[Consigne]: Pouvez-vous résumer en deux phrases le texte sur Mahmoud Sarsak ?

[Texte]:
####################

Il aura fallu la mobilisation d’organisations humanitaires et de footballeurs célèbres comme Eric Cantona pour qu’il soit libéré, après trois ans de détention. Sa pudeur et sa modestie laissent entrevoir des traits graves qui révèlent des cicatrices profondes, sans cesse ravivées par le souvenir de la détention. « Pour une fois, on peut se féliciter que de très nombreux médias (…) aient parlé de cette situation », estime Olivia Zémor, présidente de l’association CAPJPO-EuroPalestine.

Aujourd’hui âgé de 26 ans, Mahmoud Sarsak est venu dans un but bien précis : il entend dénoncer « l’honneur » accordé à Israël d’organiser la prochaine coupe européenne de football des moins de 21 ans prévue en juin et réclame son annulation, lui qui incarnait l’espoir du ballon rond palestinien et qui s’est vu emprisonné pour le seul crime d’avoir voulu représenter les couleurs de la Palestine sur un terrain de football.

Torture et mauvais traitements

Mahmoud Sarsak est aussi venu rappeler la situation d’autres Palestiniens incarcérés. Comme lui, ils sont plus de 4 500 prisonniers à être détenus dans les prisons israéliennes. « Je n’ai rien subi par rapport à d’autres qui sont encore emprisonnés », considère Mahmoud Sarsak. Durant la période qui a précédé sa détention, Mahmoud Sarsak a vécu 45 jours d’interrogatoire.

« C’était la période de ma vie la plus difficile », confie-t-il, « j’avais un sac noir sur la tête. Ils ont commencé par me mettre dans une cellule qu’on appelle le ‘frigo’ car c’est une toute petite cellule au milieu de laquelle il y a une chaise. On y attache le prisonnier, les jambes et les bras en arrière et on baisse la température à -7 degrés ». Stupeur et effroi dans la salle. « Les prisonniers donnent des noms aux méthodes de torture », ironise-t-il, avant d’en révéler certaines comme la « banane », appelée ainsi en raison de la position du prisonnier lorsqu’il est enchaîné. « On nous suspend avec un crochet qui sert à accrocher la viande et on nous laisse comme ça parfois toute une semaine », poursuit-il.

Suleiman Baraka, astrophysicien de Gaza qui a subi le même sort en 1988, révèle à son tour : « Les prisonniers palestiniens n’ont pas de nom mais des identifiants, même quand ils décèdent. » Il poursuit, non sans peine pour retenir ses larmes, devant Mahmoud Sarsak qui se frotte les yeux : « Il y a un cimetière palestinien qui s’appelle le cimetière des numéros. L’armée refuse de donner les corps des martyrs à leur famille. »

####################

[Données]:
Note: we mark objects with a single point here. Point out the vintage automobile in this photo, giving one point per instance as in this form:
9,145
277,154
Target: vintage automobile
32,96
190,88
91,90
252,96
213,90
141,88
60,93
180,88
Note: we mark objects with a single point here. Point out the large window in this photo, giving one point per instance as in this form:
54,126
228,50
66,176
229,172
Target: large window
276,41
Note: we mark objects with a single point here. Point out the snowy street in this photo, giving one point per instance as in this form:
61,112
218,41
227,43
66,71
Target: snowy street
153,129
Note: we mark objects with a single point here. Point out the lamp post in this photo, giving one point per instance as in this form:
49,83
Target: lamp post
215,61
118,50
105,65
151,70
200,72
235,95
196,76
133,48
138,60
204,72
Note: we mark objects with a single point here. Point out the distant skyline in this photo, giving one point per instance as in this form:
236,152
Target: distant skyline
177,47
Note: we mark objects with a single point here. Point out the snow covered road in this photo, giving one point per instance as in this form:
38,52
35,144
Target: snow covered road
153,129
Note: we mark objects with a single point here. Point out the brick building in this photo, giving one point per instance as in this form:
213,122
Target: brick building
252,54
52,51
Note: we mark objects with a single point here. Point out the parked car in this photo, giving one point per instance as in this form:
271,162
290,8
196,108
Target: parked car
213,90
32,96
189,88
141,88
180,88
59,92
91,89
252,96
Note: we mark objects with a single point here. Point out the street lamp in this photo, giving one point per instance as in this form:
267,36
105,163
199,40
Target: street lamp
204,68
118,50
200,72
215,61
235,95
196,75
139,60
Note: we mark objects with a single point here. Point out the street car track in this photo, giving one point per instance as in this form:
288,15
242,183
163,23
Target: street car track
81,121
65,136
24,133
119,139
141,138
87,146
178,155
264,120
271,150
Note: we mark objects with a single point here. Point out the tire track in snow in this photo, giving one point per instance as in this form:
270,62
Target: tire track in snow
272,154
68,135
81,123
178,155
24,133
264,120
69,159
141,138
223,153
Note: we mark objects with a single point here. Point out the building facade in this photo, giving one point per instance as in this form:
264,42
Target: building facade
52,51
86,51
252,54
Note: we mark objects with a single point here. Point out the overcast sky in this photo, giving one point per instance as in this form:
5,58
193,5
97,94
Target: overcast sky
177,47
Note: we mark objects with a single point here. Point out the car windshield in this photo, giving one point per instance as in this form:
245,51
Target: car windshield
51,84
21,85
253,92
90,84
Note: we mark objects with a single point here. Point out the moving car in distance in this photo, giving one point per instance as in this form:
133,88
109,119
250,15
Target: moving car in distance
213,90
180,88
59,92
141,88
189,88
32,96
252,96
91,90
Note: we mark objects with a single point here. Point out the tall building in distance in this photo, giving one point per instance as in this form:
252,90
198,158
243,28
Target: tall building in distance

####################

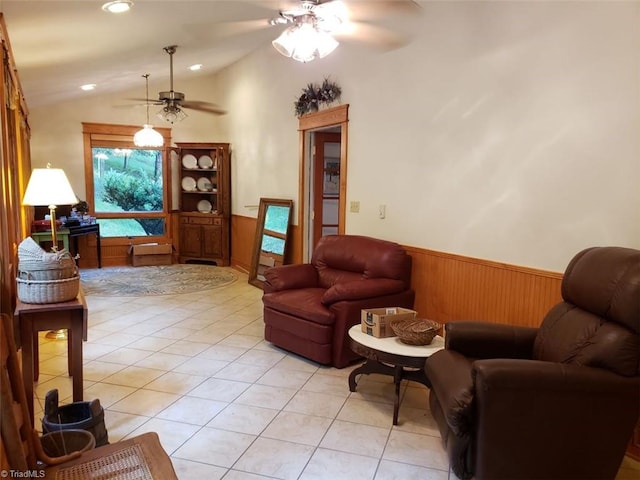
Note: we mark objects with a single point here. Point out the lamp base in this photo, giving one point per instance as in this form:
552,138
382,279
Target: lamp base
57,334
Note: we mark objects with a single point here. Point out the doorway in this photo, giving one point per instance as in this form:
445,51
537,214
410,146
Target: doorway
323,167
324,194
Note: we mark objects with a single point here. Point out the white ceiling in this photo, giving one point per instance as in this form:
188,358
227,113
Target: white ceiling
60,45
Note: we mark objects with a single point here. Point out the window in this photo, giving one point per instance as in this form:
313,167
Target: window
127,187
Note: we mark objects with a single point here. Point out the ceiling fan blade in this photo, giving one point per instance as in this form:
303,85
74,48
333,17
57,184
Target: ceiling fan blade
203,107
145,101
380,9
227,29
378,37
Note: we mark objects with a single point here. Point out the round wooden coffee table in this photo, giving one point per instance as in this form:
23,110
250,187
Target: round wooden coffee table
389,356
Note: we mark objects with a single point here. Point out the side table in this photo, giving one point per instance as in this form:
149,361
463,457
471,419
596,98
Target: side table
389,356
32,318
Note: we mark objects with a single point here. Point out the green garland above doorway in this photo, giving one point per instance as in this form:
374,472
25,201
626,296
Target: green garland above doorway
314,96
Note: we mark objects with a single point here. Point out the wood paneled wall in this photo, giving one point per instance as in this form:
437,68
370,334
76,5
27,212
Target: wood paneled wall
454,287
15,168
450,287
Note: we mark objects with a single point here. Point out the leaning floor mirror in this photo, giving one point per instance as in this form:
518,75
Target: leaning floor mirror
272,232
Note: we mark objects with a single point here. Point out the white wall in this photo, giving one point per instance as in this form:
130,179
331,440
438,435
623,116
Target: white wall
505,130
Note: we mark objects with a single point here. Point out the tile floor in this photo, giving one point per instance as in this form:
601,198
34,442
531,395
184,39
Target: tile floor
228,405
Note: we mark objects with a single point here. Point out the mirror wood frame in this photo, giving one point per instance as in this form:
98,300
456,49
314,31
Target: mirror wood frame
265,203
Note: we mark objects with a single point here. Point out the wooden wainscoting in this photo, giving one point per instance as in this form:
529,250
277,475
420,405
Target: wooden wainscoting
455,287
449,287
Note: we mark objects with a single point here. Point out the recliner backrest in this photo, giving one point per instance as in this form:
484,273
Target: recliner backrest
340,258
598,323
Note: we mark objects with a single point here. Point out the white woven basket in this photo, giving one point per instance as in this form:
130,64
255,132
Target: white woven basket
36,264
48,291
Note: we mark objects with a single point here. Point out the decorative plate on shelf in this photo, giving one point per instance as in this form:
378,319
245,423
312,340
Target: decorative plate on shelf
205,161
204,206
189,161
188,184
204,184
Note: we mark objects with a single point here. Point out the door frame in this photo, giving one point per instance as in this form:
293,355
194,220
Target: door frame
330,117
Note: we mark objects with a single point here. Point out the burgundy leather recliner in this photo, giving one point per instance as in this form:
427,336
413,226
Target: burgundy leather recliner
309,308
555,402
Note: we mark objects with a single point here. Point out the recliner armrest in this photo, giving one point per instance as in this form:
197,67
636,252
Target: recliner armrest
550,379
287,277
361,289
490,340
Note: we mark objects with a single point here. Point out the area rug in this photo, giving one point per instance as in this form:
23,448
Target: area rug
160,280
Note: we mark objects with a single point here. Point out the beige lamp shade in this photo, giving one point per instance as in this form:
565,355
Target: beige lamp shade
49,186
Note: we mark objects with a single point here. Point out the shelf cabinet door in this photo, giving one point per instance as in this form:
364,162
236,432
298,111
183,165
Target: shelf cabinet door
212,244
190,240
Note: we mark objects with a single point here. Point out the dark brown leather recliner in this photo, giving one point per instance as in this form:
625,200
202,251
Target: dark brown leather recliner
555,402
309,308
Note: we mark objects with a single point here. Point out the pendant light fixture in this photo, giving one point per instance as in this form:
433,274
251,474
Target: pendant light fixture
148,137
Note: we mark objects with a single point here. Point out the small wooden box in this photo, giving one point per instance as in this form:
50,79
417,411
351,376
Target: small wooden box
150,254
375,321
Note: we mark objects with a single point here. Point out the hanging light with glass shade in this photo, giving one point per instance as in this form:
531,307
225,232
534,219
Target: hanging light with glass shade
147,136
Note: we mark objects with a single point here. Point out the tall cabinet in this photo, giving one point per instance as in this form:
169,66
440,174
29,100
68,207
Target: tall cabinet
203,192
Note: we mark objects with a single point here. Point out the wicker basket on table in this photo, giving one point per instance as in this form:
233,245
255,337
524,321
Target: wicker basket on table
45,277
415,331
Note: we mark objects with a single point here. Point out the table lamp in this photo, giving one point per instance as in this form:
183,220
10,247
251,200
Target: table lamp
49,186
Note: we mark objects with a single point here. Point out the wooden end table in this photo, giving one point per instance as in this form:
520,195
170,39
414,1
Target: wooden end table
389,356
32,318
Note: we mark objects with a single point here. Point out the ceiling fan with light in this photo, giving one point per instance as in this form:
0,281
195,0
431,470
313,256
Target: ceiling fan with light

####################

[Réponse]: Libéré après trois ans de détention grâce à la mobilisation d'organisations humanitaires et de footballeurs comme Eric Cantona, Mahmoud Sarsak, 26 ans, réclame l'annulation de la coupe européenne de football des moins de 21 ans qu'Israël doit organiser en juin. Il rappelle aussi le sort des plus de 4 500 Palestiniens détenus dans les prisons israéliennes et décrit les tortures subies durant ses 45 jours d'interrogatoire, tandis que Suleiman Baraka évoque des prisonniers désignés par des identifiants, même après leur mort.